Stated goal: Reproduce only the stretch of lines from the one containing "You are performing object detection. The target to find is brown" through the one containing "[101,25,444,448]", both included. Keep the request text unchanged, and raise every bounding-box coordinate in the answers by 55.

Source data:
┄┄┄┄┄┄┄┄┄┄┄┄┄┄┄┄┄┄┄┄
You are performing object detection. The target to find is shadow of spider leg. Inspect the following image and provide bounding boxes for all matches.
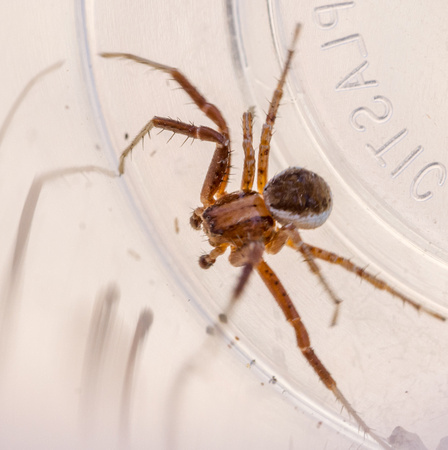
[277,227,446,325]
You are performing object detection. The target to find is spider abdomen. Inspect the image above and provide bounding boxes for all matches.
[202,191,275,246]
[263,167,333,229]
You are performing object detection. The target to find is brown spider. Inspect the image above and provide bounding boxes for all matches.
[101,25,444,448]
┄┄┄┄┄┄┄┄┄┄┄┄┄┄┄┄┄┄┄┄
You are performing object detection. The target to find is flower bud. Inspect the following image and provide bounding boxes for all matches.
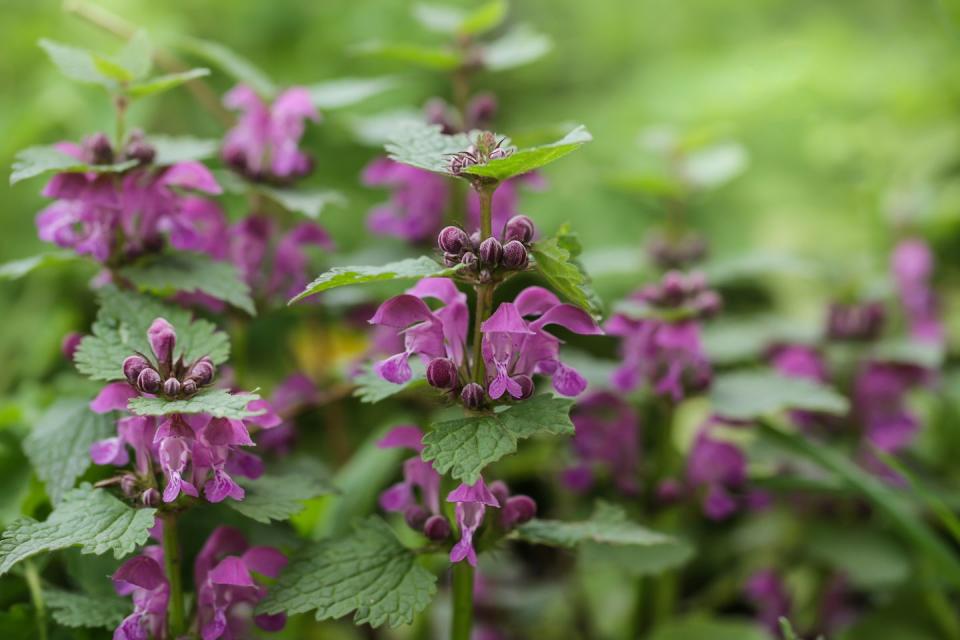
┄┄┄┄┄┄┄┄┄┄┄┄┄┄┄┄┄┄┄┄
Finished task:
You are performing object detection. The target to find is brown spider. Inspect the image above and provide bounding boxes for all matches.
[156,80,499,503]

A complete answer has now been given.